## START

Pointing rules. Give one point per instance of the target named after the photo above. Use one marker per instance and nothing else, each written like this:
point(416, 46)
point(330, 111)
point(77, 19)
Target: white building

## END

** TO DO **
Reproduce the entries above exactly.

** EXERCISE SOLUTION **
Pointing rules. Give one point per instance of the target named after the photo above. Use one marker per instance and nothing else, each written like this:
point(416, 46)
point(330, 111)
point(77, 19)
Target: white building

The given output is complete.